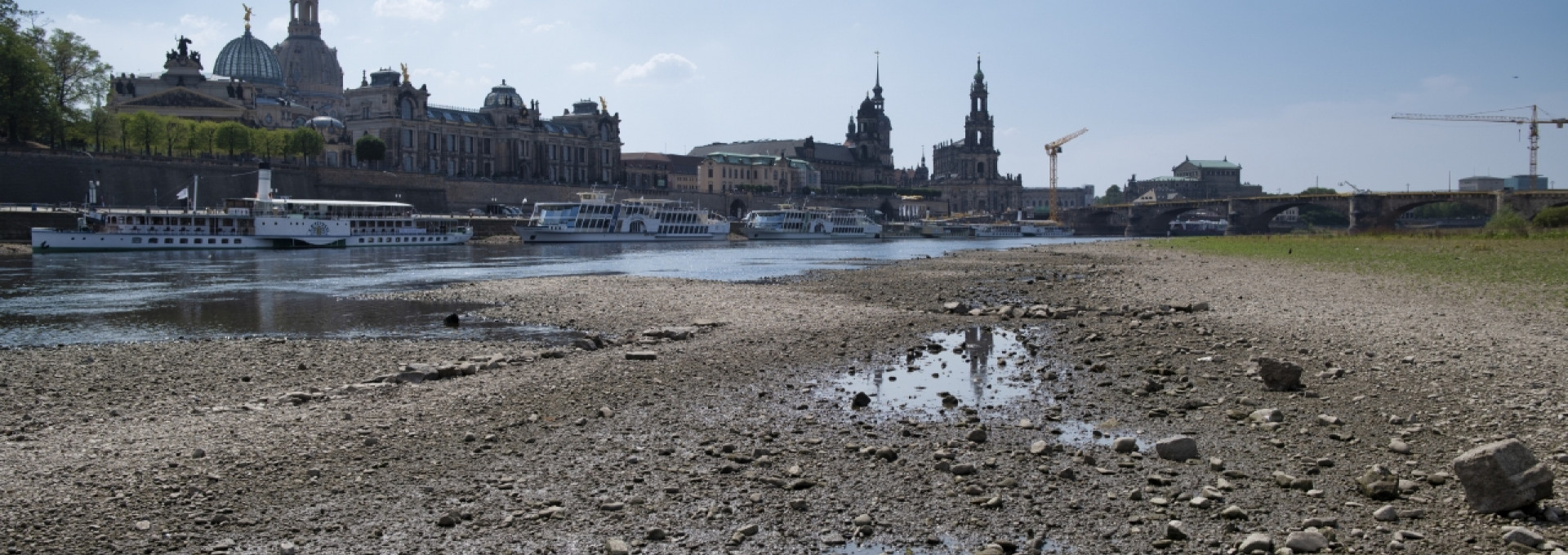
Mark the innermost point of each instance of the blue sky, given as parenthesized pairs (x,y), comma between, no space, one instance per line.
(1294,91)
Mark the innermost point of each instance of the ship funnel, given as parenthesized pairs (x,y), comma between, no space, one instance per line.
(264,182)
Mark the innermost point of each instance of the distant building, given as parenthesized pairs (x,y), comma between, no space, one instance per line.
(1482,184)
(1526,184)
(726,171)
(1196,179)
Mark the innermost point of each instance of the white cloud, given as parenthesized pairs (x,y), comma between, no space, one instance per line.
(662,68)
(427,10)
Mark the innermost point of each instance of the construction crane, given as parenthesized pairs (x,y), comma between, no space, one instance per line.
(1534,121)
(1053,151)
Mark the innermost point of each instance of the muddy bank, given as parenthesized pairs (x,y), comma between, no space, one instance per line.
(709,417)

____________________

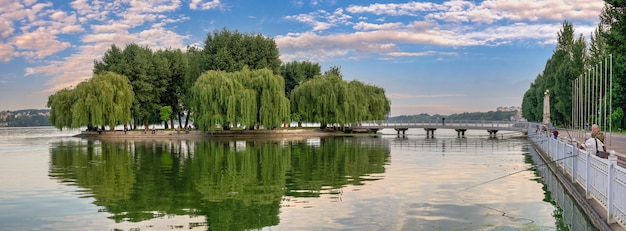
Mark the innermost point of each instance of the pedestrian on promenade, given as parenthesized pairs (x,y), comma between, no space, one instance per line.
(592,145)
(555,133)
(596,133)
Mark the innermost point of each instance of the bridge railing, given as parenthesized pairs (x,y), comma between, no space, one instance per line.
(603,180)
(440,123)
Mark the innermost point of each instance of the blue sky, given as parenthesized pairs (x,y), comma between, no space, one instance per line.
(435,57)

____________________

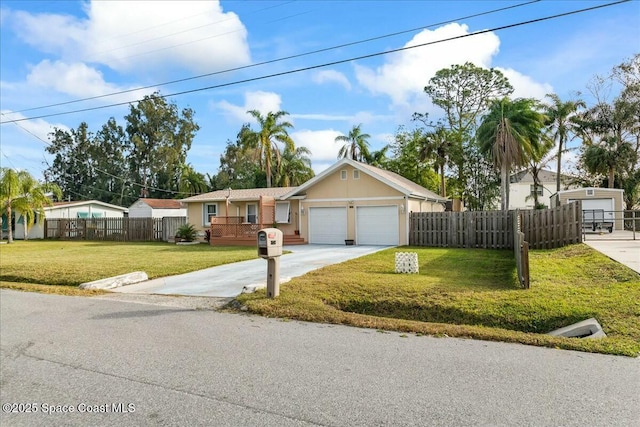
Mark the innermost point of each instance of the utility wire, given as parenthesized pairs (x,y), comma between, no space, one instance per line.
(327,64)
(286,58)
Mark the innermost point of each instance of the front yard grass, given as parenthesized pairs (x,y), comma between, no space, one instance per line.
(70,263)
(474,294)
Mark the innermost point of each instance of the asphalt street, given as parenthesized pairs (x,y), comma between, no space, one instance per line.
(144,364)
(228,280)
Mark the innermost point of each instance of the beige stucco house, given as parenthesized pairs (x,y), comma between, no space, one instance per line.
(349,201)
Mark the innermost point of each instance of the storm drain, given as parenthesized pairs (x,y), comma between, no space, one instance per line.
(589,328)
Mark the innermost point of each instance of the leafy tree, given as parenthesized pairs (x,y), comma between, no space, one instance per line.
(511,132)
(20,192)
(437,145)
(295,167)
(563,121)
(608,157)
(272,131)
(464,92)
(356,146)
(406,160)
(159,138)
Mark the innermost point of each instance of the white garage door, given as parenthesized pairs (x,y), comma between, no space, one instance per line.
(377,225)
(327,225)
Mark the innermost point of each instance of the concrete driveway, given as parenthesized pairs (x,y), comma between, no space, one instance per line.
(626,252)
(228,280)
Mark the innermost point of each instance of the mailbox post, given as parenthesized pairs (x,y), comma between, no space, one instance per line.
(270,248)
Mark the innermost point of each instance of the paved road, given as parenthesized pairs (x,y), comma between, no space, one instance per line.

____________________

[Your assignment] Return, word for word, the lines of the data above from the line with "Mark the innermost point of each instance of the mailbox" through the line with "Mark the innermost point of each instance of the paved", inclusive.

[Response below]
Mark the innermost point of each instance of the mailbox post, given as parenthesized pairs (x,y), comma between, no space, one instance per line.
(270,248)
Mark the innermost point of each instance of the paved road, given as parenthesized pairs (x,y), comma between, no space, one instance per line.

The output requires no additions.